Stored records

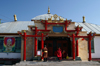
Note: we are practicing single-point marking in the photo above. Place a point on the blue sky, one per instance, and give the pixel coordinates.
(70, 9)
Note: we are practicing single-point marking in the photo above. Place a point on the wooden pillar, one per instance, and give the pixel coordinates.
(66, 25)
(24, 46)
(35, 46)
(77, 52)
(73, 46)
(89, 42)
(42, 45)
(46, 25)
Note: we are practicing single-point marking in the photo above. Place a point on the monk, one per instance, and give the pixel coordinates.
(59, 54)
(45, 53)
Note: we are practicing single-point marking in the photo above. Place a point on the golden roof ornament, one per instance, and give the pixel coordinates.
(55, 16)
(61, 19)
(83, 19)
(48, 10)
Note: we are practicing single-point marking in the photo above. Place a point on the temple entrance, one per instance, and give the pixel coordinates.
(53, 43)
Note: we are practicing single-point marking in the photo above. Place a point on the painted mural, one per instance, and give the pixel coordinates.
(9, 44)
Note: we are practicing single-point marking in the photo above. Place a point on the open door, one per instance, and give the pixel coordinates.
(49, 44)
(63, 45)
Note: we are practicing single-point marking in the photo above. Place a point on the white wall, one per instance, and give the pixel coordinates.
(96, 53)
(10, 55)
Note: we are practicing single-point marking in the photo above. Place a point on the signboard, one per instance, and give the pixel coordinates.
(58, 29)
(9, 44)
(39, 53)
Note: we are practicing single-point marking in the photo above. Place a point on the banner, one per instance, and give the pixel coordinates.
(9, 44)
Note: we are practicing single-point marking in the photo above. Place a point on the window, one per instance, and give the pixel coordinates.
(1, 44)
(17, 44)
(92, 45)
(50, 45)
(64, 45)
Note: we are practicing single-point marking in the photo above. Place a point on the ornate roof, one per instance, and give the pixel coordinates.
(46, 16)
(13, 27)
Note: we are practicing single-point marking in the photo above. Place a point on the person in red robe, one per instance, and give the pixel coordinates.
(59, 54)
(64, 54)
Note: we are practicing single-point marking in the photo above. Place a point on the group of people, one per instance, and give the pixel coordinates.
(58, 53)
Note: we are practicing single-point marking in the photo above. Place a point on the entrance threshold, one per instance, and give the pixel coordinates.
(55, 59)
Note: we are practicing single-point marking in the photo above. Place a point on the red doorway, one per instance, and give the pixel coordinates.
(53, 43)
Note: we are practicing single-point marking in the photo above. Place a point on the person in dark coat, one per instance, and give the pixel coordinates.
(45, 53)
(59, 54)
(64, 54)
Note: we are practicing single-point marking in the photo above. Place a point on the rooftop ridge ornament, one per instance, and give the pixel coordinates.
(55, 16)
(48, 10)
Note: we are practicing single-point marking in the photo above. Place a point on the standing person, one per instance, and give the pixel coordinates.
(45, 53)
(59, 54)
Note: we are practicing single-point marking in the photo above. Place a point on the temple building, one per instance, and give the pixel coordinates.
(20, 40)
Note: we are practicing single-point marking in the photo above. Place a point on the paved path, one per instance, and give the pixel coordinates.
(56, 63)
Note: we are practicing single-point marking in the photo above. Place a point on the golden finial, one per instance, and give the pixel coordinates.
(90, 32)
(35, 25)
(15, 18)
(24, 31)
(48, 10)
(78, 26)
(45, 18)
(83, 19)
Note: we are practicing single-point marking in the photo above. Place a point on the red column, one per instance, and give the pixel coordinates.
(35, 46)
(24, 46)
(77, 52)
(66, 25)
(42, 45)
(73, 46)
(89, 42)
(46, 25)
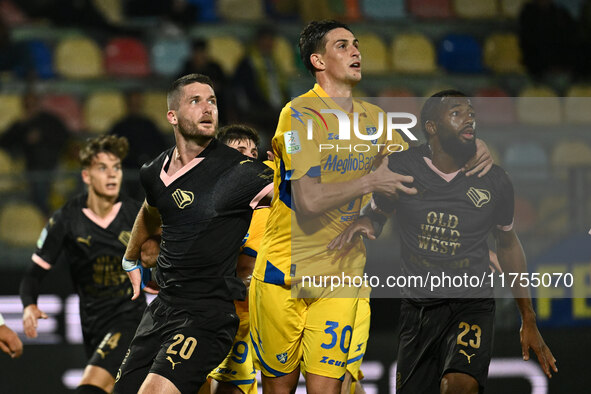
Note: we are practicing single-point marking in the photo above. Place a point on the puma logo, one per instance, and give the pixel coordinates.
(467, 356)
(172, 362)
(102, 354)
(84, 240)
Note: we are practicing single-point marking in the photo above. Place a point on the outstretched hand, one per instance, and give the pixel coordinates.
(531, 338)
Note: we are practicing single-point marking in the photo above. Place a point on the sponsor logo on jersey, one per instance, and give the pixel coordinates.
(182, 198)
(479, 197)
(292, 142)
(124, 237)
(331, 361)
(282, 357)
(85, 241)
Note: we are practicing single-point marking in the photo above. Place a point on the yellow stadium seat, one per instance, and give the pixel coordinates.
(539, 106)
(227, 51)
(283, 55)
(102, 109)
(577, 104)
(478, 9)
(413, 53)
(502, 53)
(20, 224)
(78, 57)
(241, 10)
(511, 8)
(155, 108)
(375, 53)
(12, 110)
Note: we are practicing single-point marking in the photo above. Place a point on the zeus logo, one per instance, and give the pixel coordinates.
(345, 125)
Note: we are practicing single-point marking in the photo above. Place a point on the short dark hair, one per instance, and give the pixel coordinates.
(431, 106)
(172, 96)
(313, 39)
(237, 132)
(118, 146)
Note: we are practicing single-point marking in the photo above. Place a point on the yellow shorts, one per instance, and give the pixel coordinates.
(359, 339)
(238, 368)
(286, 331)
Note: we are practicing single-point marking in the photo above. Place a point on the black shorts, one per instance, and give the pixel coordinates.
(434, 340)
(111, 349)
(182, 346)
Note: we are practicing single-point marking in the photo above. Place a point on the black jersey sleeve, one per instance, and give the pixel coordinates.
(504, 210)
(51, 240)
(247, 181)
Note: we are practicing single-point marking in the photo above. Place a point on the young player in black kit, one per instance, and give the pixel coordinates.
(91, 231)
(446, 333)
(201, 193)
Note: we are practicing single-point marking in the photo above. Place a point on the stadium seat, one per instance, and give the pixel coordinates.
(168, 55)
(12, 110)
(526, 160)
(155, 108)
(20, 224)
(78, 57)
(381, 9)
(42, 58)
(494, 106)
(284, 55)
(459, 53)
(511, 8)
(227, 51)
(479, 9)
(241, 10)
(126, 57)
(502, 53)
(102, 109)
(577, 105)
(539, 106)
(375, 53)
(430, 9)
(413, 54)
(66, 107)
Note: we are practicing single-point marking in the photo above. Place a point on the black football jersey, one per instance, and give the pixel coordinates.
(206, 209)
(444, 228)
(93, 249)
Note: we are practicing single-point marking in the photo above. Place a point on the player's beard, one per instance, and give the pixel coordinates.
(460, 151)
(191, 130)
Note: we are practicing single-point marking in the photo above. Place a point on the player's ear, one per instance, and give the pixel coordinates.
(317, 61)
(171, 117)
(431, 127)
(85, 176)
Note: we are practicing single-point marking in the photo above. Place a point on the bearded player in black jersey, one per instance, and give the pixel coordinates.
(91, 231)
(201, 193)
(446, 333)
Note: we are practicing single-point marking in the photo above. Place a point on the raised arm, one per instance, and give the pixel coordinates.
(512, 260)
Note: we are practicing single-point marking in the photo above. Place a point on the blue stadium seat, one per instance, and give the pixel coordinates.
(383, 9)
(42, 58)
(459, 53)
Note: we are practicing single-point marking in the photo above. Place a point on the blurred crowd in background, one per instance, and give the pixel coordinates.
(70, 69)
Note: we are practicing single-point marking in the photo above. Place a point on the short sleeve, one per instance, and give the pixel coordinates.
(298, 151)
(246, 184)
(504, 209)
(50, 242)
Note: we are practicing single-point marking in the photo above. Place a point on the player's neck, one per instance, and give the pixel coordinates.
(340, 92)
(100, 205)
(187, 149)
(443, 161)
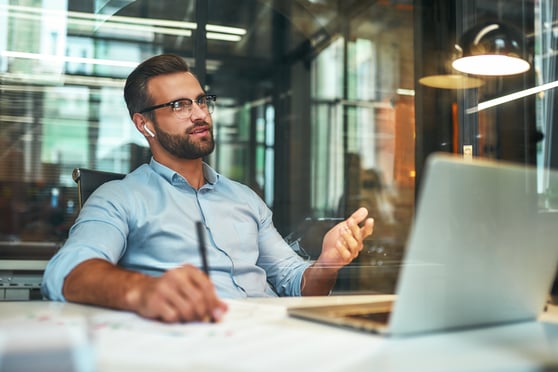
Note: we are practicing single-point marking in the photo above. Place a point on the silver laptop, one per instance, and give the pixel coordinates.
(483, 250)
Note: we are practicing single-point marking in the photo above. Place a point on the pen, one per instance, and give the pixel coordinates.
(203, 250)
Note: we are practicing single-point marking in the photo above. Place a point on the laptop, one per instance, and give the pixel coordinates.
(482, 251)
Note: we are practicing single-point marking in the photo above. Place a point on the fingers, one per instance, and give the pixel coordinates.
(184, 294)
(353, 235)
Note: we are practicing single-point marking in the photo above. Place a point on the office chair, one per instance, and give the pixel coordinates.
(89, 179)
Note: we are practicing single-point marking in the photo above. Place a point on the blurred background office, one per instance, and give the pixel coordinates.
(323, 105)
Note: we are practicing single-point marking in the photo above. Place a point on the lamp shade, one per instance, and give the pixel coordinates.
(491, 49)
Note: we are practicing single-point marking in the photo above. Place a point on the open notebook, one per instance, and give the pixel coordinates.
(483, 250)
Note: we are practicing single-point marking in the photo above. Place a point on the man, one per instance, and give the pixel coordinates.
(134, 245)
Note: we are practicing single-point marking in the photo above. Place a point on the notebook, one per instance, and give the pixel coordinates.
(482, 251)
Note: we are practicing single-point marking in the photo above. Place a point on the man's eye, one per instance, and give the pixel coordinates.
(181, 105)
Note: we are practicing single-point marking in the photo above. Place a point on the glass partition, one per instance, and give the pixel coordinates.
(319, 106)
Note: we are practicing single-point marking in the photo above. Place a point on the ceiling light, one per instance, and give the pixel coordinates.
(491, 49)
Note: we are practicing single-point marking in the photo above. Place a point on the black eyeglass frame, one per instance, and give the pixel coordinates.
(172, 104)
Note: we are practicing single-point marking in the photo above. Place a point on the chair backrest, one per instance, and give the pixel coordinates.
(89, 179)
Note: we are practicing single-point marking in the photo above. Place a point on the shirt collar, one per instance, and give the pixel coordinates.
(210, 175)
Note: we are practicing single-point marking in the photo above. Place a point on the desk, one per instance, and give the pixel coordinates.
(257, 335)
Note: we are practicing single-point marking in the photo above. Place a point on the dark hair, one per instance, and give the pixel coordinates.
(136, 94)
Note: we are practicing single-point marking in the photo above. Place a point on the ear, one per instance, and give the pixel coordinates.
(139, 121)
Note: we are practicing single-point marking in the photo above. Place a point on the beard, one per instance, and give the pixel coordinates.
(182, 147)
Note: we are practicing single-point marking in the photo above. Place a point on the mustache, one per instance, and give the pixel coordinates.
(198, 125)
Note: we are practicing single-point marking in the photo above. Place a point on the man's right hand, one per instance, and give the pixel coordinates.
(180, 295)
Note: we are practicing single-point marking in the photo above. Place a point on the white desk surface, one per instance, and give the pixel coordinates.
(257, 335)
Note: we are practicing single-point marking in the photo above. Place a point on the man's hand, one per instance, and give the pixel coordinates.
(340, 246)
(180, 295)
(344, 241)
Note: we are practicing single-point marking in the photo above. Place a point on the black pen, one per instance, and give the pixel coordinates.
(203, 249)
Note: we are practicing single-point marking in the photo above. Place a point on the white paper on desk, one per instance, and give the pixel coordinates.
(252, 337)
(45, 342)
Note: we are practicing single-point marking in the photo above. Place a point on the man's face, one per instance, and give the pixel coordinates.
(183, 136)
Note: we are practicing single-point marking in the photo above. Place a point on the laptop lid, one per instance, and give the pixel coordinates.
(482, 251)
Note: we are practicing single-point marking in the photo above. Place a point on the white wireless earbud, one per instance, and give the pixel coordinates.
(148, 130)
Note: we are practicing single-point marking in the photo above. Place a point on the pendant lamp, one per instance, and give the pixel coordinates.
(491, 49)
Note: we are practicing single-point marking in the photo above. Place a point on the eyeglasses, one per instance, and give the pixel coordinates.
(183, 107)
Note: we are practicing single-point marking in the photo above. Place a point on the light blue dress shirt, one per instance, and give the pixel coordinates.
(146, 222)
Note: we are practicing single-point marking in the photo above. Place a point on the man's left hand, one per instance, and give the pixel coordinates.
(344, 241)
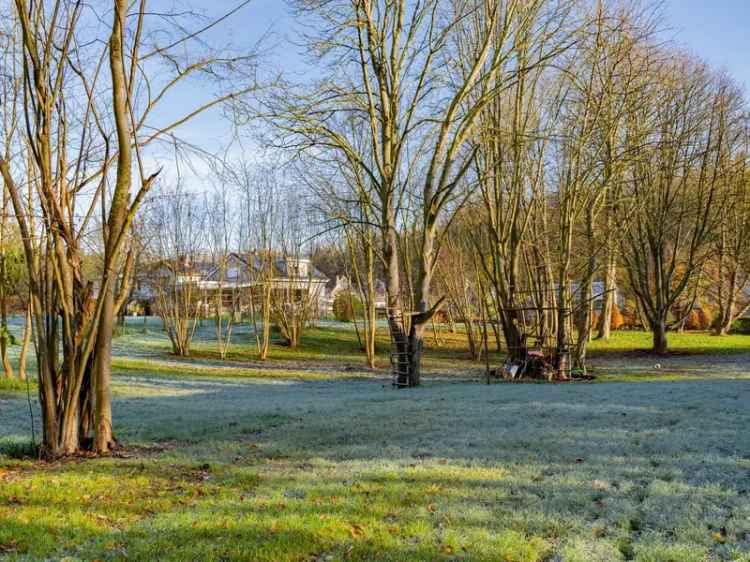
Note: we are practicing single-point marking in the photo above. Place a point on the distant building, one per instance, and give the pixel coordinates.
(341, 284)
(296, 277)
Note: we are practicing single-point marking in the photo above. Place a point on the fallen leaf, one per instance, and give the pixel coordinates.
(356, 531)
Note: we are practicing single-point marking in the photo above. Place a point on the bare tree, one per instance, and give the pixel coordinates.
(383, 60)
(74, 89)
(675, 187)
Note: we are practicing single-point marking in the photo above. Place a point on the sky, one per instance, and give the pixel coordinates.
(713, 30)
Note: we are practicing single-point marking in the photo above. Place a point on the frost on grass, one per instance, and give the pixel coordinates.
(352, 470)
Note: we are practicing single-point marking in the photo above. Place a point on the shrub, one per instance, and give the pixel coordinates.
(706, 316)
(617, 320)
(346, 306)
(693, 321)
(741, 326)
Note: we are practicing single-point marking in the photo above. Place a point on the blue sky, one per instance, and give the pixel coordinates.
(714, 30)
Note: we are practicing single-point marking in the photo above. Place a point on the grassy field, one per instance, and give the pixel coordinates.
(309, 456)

Problem description: Can you reproduce, as a numbered list, the part that opens with the line containing "the shrub, one" and closes with the end of the items, skipping any blank lines?

Full output:
1. Note: we are practicing single-point marking in the photo above. Place a point on the shrub, one per instance, and give the pixel coordinates.
2. (706, 316)
3. (617, 320)
4. (346, 306)
5. (693, 321)
6. (741, 326)
7. Note: we are practicing single-point marking in the photo above. Place a point on the blue sky, one per instance, and give the pixel coordinates.
8. (714, 30)
9. Note: we are practicing single-point marking in the photo above. Place a point on the grassy field, one per instance, and give the pixel coordinates.
10. (309, 456)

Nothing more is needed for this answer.